=== Excerpt to read ===
--------
January-March 1920
Lawrence
completes most of a new draft of
Seven Pillars in four weeks, working at 14 Barton
Street. The result is useful, but 'hopelessly bad as a text'.
April 1920
Lawrence returns to Oxford for the month. He joins a group that
is privately urging the Government to set up a new
Middle East Department.
August 1920
Lawrence begins work on an abridgement of Seven Pillars
with a view to publication in the United States, where publicity will not be an embarrassment. He hopes that the profits will pay for a
building to house the printing
press at Pole Hill. He
abandons the project after drafting a few chapters,
because he is advised that the income from
publication in the US alone will not be very great.
September 1920
Lawrence starts work on a polished draft of
the complete text of Seven Pillars.
He also begins to make contact with artists willing
to execute portraits for the book. Notable among
these is Eric Kennington, who agrees to travel to
the Middle East to draw portraits of Arabs who took
part.
--------
=== Provided information ===
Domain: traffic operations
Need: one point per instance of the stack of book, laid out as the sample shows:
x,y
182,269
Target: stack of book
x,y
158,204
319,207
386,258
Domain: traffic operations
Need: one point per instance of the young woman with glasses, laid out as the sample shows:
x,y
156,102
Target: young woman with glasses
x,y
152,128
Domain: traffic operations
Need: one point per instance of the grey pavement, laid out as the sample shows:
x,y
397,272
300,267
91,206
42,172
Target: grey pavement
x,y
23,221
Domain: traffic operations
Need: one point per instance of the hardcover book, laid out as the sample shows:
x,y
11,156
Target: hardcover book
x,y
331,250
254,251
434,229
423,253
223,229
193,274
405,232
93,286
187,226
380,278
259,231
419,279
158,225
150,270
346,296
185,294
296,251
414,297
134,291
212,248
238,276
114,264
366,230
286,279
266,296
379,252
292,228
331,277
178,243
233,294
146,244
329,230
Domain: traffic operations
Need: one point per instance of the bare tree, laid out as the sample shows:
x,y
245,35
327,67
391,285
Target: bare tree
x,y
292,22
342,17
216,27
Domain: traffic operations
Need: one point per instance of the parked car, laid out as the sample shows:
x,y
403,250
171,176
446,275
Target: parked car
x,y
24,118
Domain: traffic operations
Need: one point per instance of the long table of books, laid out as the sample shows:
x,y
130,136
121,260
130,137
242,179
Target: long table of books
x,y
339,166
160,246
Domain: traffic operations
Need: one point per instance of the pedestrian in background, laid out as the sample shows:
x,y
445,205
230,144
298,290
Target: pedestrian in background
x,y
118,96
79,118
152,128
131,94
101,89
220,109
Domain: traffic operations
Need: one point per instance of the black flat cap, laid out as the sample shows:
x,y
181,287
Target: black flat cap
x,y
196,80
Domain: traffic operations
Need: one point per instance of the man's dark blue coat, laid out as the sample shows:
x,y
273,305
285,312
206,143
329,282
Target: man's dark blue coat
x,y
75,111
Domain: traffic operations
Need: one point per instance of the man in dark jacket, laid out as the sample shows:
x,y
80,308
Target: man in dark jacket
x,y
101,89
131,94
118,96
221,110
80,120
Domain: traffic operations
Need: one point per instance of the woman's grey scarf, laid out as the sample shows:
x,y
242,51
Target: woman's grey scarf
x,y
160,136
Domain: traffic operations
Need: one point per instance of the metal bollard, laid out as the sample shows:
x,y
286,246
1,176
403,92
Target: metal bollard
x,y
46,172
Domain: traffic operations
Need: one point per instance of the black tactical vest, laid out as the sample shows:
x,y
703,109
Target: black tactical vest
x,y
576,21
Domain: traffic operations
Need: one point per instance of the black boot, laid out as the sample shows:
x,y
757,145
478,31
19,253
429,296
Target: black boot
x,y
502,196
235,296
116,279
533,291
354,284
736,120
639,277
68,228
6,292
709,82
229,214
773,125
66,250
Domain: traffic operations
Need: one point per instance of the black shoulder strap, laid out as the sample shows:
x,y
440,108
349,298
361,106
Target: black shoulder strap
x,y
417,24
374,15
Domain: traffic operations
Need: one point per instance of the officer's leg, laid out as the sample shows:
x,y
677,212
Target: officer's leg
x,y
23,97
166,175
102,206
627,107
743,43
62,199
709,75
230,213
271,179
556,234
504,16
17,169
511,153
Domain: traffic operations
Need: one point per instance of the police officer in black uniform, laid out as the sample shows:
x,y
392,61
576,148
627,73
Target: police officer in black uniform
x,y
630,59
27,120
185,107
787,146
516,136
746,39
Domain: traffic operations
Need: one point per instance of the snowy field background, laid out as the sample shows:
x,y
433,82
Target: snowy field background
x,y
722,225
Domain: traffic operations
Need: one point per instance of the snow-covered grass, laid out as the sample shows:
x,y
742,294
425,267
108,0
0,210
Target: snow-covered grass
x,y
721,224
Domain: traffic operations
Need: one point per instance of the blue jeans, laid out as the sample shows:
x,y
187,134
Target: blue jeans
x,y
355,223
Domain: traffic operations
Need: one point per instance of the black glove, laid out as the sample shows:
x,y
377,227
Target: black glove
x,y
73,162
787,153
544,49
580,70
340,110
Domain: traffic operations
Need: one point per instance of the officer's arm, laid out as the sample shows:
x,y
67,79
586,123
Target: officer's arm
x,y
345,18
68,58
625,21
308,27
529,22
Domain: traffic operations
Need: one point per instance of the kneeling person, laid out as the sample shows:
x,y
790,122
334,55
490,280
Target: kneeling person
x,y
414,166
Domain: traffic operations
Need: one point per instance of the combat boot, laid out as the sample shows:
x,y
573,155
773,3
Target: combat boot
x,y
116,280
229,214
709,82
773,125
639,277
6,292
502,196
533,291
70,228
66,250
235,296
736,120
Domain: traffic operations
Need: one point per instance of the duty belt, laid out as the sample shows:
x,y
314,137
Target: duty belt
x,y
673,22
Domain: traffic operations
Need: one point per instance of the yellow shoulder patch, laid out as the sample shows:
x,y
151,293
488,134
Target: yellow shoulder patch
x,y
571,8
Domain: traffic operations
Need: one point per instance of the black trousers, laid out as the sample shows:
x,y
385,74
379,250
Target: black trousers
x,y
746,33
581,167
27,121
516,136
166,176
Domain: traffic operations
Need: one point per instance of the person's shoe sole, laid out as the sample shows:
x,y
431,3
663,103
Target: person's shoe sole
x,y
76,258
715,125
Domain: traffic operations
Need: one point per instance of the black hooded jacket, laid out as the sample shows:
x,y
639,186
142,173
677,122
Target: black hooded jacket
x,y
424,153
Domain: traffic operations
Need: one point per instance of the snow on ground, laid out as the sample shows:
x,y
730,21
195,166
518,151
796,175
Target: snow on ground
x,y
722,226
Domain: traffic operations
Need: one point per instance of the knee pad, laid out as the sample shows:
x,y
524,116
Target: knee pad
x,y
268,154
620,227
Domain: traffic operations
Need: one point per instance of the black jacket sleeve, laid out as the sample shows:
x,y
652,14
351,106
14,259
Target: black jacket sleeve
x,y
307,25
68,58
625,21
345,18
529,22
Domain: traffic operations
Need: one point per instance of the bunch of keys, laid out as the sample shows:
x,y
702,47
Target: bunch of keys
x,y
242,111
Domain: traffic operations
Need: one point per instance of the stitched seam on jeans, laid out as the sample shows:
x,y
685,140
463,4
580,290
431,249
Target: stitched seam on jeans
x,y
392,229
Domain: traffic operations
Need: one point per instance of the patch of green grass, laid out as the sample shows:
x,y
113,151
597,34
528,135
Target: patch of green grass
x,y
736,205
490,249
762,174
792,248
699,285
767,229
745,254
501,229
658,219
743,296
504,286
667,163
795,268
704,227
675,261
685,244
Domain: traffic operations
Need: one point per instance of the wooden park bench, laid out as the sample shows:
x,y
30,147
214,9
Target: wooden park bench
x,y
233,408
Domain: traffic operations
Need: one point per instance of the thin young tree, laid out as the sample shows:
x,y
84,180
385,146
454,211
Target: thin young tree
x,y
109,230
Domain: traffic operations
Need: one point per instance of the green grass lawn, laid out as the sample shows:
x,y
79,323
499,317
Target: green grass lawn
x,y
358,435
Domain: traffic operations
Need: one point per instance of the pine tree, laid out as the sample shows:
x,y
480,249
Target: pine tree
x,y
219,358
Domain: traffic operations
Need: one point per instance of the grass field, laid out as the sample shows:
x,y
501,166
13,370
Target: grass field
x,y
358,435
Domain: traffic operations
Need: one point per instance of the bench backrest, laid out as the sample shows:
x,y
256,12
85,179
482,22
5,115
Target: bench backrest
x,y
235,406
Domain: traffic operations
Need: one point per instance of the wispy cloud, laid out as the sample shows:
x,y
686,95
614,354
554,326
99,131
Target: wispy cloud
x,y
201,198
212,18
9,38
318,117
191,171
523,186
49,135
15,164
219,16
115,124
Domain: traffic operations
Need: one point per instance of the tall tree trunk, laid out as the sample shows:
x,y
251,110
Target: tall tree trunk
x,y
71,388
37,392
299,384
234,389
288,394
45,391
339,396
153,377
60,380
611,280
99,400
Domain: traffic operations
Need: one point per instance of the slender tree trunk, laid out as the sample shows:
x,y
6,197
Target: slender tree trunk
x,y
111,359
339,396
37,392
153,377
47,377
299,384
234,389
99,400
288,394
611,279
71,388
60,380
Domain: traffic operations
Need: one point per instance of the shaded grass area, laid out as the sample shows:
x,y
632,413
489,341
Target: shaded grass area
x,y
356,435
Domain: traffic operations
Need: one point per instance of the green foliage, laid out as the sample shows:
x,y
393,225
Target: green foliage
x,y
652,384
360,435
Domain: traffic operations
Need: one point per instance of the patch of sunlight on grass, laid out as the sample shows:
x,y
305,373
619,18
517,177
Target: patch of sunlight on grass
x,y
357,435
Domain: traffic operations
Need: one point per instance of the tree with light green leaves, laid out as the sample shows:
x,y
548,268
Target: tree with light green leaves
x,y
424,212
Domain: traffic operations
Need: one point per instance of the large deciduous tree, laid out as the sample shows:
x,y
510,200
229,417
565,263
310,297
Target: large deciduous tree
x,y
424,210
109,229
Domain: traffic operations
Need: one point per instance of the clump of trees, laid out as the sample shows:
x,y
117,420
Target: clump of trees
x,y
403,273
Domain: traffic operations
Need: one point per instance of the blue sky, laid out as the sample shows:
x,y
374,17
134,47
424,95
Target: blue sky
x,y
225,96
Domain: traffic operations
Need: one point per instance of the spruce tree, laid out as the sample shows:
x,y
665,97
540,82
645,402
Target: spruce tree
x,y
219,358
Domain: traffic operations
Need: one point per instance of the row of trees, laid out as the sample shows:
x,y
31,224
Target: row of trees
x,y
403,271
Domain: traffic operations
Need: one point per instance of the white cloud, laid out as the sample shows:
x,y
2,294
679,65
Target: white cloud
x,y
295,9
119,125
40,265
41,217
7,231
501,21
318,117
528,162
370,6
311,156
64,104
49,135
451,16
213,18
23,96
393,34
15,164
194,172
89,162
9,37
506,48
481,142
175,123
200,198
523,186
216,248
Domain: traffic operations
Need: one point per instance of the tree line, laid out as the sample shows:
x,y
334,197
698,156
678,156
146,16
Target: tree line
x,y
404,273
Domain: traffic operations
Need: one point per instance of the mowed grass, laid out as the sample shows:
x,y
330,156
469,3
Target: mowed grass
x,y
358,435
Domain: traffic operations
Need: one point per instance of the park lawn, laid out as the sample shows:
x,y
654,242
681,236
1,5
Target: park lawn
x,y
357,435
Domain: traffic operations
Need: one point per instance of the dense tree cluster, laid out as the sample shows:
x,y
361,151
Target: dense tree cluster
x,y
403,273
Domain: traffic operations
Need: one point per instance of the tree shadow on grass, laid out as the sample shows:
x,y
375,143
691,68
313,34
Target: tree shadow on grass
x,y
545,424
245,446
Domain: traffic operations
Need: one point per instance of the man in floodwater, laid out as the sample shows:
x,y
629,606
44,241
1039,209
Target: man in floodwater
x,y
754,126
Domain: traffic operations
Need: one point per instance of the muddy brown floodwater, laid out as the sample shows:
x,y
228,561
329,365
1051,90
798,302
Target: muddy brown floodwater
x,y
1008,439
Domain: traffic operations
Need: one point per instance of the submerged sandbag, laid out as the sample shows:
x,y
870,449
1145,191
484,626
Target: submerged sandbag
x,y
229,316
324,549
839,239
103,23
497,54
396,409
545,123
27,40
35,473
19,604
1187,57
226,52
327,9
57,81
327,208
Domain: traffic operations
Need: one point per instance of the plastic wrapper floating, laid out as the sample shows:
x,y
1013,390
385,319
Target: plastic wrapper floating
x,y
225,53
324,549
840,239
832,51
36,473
--------
=== The task ===
Rewrite the Lawrence timeline starting at the words "August 1920" and stopping after "be very great.", with "abridgement" changed to "shortened version".

=== Finished answer ===
August 1920
Lawrence begins work on an shortened version of Seven Pillars
with a view to publication in the United States, where publicity will not be an embarrassment. He hopes that the profits will pay for a
building to house the printing
press at Pole Hill. He
abandons the project after drafting a few chapters,
because he is advised that the income from
publication in the US alone will not be very great.